'''
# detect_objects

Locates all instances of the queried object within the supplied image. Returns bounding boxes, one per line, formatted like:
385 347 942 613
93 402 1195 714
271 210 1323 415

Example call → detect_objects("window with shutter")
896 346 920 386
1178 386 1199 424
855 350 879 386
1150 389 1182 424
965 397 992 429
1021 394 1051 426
'''
'''
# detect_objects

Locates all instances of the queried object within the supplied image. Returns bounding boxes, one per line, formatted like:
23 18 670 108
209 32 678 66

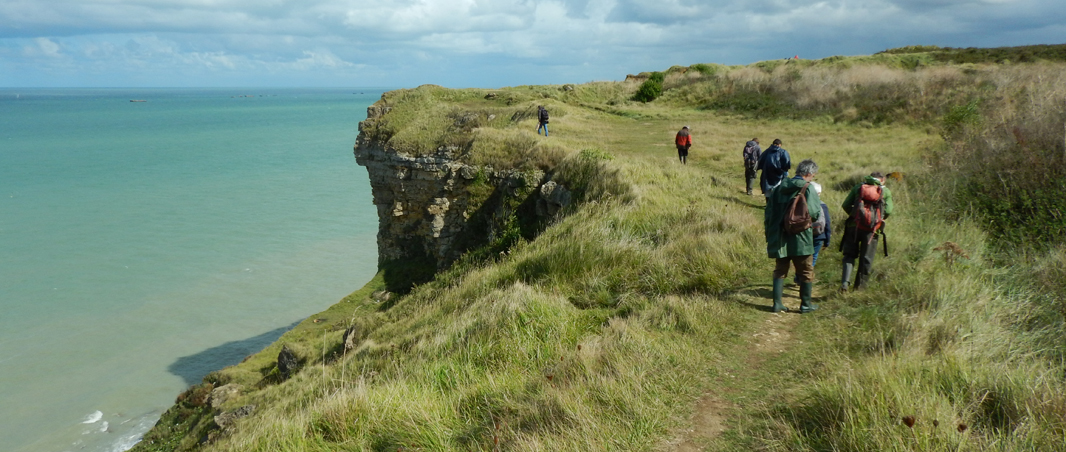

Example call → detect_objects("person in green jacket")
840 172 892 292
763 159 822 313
'''
STATED EXERCISE:
Pull out each line of the records above that contains the word "Example", matching its case exactly.

RESPONSE TO THE TASK:
Example call → detect_objects("window with shutter")
Example call → detect_objects("person in green jacket")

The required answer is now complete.